→ **Exercises to complete**
a – Answer these from the excerpt on violence research:
(i) At which university does Ronald Walters teach?
(ii) How large was the federal research program on violence that Louis Sullivan proposed?
(iii) How much did the Human Genome Project agree to give the University of Maryland for a conference on violence?
b – Print the part of the excerpt on violence research starting with "The controversy began" and going on through "he still holds.".

It is just such dilemmas that have so alarmed critics. How will the information be used? Some opponents believe the research runs the danger of making women seem to be "prisoners of their hormones." Many black scholars are especially concerned. "Seeking the biological and genetic aspects of violence is dangerous to African-American youth," maintains Ronald Walters, a political science professor at Howard University. "When you consider the perception that black people have always been the violent people in this society, it is a short step from this stereotype to using this kind of research for social control."

The controversy began simmering more than a year ago, when Louis Sullivan, then Secretary of Health and Human Services, proposed a $400 million federal research program on violence; 5% of the budget would have been devoted to the study of biochemical anomalies linked to aggressive behavior. The program was shelved before being submitted to Congress, and one reason may have been the reaction to an unfortunate statement by Dr. Frederick Goodwin, then director of the Alcohol, Drug Abuse and Mental Health Administration. Commenting about research on violence in monkeys, Goodwin said, "Maybe it isn't just the careless use of the word when people call certain areas of certain cities 'jungles.' " African Americans were outraged. The ensuing furor forced Goodwin to resign, though Secretary Sullivan then appointed him to head the National Institute of Mental Health, a job he still holds.

Soon after that episode, the federally endowed Human Genome Project agreed to provide the University of Maryland with $78,000 for a conference on violence. When the program's organizers announced that the session would look at genetic factors in crime, opponents torpedoed the meeting. "A scandalous episode," charges Harvard's Herrnstein. "It is beneath contempt for the National Institutes of Health to be running for cover when scholars are trying to share their views."

Dr. Peter Breggin, director of the Center for the Study of Psychiatry in Bethesda, Maryland, who led the opposition that scuttled the conference, has no apologies. "The primary problems that afflict human beings are not due to their bodies or brains, they are due to the environment," he declares. "Redefining social problems as public health problems is exactly what was done in Nazi Germany."

→ **Data shown**

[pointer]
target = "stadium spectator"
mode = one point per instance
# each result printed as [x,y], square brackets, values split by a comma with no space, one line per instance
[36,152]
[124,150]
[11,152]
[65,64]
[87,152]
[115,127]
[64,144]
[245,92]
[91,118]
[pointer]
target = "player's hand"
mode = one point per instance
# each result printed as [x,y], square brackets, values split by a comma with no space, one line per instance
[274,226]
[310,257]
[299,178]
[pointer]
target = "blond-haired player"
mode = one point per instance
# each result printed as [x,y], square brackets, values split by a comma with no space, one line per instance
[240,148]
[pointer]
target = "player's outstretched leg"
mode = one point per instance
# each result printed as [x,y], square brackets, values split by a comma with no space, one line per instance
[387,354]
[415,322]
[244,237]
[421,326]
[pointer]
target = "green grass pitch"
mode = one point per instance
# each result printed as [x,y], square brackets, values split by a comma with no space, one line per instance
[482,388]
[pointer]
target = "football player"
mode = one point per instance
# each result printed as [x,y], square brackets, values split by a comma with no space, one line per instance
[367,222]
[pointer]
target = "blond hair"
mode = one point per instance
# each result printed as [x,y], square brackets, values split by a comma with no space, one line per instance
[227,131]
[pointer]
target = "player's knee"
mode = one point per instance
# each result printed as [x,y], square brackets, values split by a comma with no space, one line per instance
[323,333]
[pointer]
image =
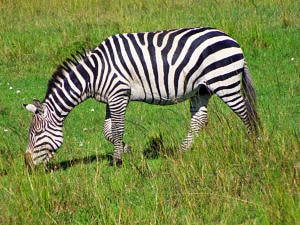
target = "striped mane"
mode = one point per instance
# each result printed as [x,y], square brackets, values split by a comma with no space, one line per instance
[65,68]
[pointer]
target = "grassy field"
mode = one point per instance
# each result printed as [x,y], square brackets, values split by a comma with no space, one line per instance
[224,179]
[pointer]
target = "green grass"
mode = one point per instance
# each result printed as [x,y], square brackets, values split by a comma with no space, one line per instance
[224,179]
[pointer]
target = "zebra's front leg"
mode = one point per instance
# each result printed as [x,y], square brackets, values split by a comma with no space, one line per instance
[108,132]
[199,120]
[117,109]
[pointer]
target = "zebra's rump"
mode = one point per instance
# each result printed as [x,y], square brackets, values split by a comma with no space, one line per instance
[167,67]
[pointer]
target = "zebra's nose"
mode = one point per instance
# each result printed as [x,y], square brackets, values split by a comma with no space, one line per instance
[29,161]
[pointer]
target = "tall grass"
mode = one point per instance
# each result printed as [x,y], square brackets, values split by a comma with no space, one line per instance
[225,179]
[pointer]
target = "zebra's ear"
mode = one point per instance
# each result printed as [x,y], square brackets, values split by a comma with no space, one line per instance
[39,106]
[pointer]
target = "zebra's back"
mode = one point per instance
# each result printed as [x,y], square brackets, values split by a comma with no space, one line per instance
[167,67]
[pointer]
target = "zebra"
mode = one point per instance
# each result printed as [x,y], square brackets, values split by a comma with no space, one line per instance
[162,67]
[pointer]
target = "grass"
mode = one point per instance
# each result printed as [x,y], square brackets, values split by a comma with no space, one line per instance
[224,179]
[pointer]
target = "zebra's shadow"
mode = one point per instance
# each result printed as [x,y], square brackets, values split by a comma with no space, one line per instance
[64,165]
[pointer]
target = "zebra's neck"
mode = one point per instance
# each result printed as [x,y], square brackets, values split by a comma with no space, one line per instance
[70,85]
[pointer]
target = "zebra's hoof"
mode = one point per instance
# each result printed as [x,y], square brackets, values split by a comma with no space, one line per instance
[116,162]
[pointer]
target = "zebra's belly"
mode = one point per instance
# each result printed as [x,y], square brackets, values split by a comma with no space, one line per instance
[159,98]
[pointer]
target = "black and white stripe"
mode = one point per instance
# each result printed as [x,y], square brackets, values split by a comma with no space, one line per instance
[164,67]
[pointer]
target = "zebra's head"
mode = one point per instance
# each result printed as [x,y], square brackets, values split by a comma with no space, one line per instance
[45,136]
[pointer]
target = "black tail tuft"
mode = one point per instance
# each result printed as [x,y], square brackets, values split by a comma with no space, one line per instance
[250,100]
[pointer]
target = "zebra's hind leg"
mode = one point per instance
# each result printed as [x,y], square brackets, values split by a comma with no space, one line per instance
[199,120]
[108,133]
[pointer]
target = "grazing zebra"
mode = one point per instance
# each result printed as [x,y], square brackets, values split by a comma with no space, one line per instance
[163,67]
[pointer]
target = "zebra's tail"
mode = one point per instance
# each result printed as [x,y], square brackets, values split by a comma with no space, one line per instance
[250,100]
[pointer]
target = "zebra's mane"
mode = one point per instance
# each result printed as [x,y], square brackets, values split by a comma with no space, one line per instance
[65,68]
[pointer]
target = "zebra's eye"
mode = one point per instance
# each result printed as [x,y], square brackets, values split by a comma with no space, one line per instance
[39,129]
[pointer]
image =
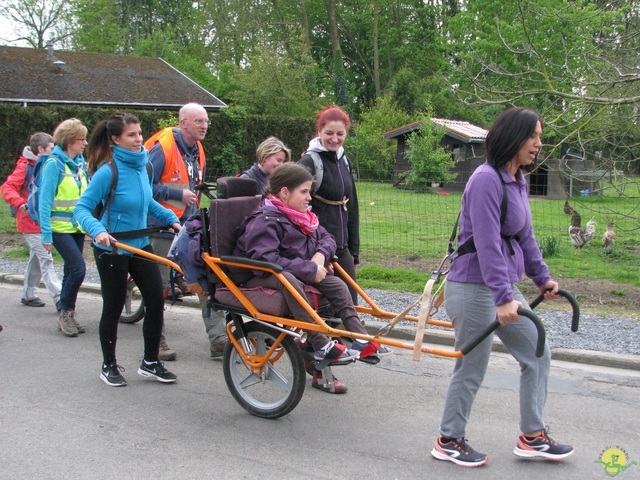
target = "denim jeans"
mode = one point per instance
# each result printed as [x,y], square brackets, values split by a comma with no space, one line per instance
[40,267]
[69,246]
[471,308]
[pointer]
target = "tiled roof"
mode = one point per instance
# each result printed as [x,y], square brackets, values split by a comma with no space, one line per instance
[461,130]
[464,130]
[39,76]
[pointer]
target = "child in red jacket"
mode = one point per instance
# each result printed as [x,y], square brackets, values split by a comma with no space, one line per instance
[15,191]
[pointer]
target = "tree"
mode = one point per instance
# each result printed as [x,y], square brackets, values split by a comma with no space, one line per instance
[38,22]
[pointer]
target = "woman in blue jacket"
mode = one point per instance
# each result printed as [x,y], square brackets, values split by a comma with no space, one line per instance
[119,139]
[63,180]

→ **Task-by-task solutions**
a –
(i) Howard University
(ii) $400 million
(iii) $78,000

b –
The controversy began simmering more than a year ago, when Louis Sullivan, then Secretary of Health and Human Services, proposed a $400 million federal research program on violence; 5% of the budget would have been devoted to the study of biochemical anomalies linked to aggressive behavior. The program was shelved before being submitted to Congress, and one reason may have been the reaction to an unfortunate statement by Dr. Frederick Goodwin, then director of the Alcohol, Drug Abuse and Mental Health Administration. Commenting about research on violence in monkeys, Goodwin said, "Maybe it isn't just the careless use of the word when people call certain areas of certain cities 'jungles.' " African Americans were outraged. The ensuing furor forced Goodwin to resign, though Secretary Sullivan then appointed him to head the National Institute of Mental Health, a job he still holds.